◆ Ações a executar
• A. Reproduza sem alterações o trecho do texto sobre o confinamento entre "E ao leitor" e "que se seguirão.", inclusive.
• B. Dê continuidade ao texto sobre o confinamento, começando logo após a última frase apresentada.

◆ Texto de estudo
E ao leitor que me queira acompanhar nesta viagem recomendo que não ande demasiado apressado e acerte os seus passos com os meus. Os primeiros passos devem dar sempre uma indicação do sentido que vamos tomar na viagem. É o que farei agora, revelando os temas e assuntos que a este propósito irei abordar nos postais que se seguirão.
Irei começar pelo tema confinamento. Trata-se, é claro, do confinamento ditado pelas pandemias: A do COVID, certamente, mas também aquela outra pela provocada por outros virus, igualmente transmitidos em exclusivo de ser humano para ser humano, e para a qual tenho vindo a alertar desde há largos anos. Não se tratou de um confinamento apenas entendido como o cerrar as portas e as janelas que separam do meio social exterior, mas de um confinamento que agravou a minha condição de autista, muito rara e nunca descrita nos manuais e nos artigos científicos, conduzindo-me a uma situação quase de locked-in (encarceramento no interior da mente). O confinamento teve ainda uma dimensão física: fiquei limitado pela cerca do Sítio do Tremontelo de onde saí uma dúzia de vezes em mais de um ano. Aqui aprofundei a ligação ao lugar esforçando-me por abandonar a condição animal e viver a experiência vegetal do enraizamento no solo, o que me trouxe alguns problemas de saúde como ter apanhado fungos nos dedos dos pés. Os telefonemas e as mensagens foram banidos e o círculo de contactos reduzido a meia dúzia de familiares e vizinhos e a alguns prestadores de serviços variados, incluindo transportadores à porta.

◆ Dados brutos
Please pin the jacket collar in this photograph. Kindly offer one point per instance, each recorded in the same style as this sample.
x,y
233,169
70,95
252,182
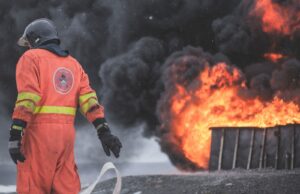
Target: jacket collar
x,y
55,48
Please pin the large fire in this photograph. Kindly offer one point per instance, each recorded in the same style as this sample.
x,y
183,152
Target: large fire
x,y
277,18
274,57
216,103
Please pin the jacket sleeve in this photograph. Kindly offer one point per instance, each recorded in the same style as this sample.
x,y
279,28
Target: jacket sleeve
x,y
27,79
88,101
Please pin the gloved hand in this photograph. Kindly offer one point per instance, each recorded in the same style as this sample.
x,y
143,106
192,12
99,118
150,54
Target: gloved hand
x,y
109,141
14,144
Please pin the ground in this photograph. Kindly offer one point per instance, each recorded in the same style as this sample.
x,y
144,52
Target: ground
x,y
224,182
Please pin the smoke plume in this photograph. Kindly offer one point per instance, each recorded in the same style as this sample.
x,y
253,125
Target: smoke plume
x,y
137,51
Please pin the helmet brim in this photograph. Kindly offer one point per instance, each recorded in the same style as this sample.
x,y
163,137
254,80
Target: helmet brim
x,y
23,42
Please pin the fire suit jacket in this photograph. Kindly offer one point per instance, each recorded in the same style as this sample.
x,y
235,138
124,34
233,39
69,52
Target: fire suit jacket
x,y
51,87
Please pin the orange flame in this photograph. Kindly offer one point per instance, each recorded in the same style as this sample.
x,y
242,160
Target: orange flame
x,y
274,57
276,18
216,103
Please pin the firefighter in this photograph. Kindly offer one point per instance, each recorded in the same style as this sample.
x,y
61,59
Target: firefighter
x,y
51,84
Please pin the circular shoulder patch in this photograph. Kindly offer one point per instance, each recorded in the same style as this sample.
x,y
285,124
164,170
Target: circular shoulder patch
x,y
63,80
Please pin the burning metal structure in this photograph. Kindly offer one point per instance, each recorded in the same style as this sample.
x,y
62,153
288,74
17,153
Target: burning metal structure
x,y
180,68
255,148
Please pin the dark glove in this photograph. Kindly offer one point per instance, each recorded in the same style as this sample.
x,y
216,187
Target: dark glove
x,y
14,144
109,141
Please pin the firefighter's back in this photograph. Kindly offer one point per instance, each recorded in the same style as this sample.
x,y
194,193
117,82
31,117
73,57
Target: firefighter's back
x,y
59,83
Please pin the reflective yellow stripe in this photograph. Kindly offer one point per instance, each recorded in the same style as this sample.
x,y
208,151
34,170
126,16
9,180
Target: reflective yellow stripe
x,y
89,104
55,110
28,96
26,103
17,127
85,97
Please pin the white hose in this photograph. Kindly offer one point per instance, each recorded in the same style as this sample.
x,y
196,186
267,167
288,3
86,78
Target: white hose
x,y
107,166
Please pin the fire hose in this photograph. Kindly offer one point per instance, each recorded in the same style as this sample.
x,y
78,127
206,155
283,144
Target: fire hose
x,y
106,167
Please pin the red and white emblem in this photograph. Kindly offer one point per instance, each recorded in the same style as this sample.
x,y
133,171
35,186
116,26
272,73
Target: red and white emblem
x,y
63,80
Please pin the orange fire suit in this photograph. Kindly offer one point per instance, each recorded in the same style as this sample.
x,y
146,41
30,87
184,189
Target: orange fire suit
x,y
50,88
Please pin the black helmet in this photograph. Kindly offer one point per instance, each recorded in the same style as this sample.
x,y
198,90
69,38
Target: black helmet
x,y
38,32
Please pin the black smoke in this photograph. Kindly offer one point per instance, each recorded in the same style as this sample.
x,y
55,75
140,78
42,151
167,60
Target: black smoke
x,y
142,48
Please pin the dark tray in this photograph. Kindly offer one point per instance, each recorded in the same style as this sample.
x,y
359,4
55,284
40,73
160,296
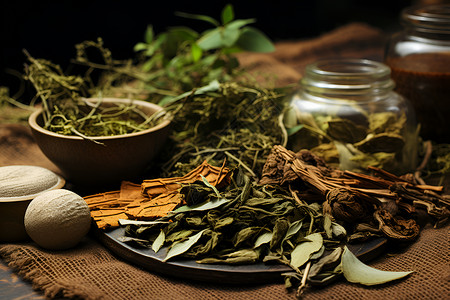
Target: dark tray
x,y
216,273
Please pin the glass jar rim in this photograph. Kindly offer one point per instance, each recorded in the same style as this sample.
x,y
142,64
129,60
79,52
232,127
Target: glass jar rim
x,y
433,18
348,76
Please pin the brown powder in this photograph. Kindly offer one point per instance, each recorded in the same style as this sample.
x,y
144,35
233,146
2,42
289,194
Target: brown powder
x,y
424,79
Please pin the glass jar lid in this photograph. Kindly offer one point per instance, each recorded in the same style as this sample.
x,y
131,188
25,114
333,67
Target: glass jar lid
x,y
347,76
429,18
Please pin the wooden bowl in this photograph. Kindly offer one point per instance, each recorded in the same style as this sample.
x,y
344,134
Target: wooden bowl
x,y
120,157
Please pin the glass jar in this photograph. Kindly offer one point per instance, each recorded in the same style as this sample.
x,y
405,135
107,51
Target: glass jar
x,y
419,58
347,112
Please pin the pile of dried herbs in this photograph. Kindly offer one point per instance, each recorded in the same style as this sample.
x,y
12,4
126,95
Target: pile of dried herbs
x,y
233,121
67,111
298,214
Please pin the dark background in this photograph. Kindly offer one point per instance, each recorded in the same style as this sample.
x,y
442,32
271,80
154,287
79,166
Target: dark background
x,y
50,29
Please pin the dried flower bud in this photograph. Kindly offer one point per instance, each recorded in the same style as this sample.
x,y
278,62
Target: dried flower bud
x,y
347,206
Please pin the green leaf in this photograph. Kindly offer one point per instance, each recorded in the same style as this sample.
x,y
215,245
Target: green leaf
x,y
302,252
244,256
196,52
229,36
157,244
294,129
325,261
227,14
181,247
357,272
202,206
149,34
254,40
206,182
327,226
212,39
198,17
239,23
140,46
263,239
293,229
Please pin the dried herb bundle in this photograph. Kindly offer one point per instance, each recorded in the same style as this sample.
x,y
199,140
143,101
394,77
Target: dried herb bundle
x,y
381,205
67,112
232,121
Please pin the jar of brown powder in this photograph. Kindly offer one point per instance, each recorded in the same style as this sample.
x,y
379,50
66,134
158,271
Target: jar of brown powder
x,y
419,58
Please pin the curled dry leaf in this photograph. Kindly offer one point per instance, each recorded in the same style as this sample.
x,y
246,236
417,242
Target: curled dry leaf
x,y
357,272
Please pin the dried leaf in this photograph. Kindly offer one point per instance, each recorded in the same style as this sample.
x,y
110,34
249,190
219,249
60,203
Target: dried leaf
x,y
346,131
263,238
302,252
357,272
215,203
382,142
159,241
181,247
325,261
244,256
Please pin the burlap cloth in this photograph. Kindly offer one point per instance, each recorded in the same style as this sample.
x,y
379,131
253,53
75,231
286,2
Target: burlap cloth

◆ Resultados das tarefas
• A.
E ao leitor que me queira acompanhar nesta viagem recomendo que não ande demasiado apressado e acerte os seus passos com os meus. Os primeiros passos devem dar sempre uma indicação do sentido que vamos tomar na viagem. É o que farei agora, revelando os temas e assuntos que a este propósito irei abordar nos postais que se seguirão.

• B.
As notícias do mundo exterior cingiram-se aos telejornais (preferencialmente de algumas estações estrangeiras) e à leitura de um jornal e um semanário. Pelas notícias, soube que o mundo mudou. Mas mais radicalmente do que me aconteceu há mais de meio século atrás. O segundo tema terá necessariamente a ver com essas mudanças e a sua relação com a segundo pandemia viral. Chamemos-lhe o tema da actualidade.
Finalmente, a divergência entre a evolução do mundo exterior e o tombo no mundo interior causado pelo confinamento, divergência que já iniciou a extinção de ambos. Porque dá que pensar, não é um assunto urgente. O pensamento não se compadece com as pressas.
Estes três temas são assuntos pesados, graves, densos, que servem para reflectir, pôr e contrapor, e ruminar. Mas há também as peripécias do dia a dia que alimentam a vida. Essas só servem para contar. E é sobretudo isso que gosto de fazer nos meus postais: contar. Contar os meus encontros com uma plantinha com o caule quebrado, uma discussão acesa com os bichanos, sem a a complicação de estar a certificar a sua validade, garantia e exactidão. Uma estória será sempre aquilo que se vive uma, e duas, e três vezes, a sós ou com outros companheiros. Que importa que a vida seja curta quando a existência é infinita?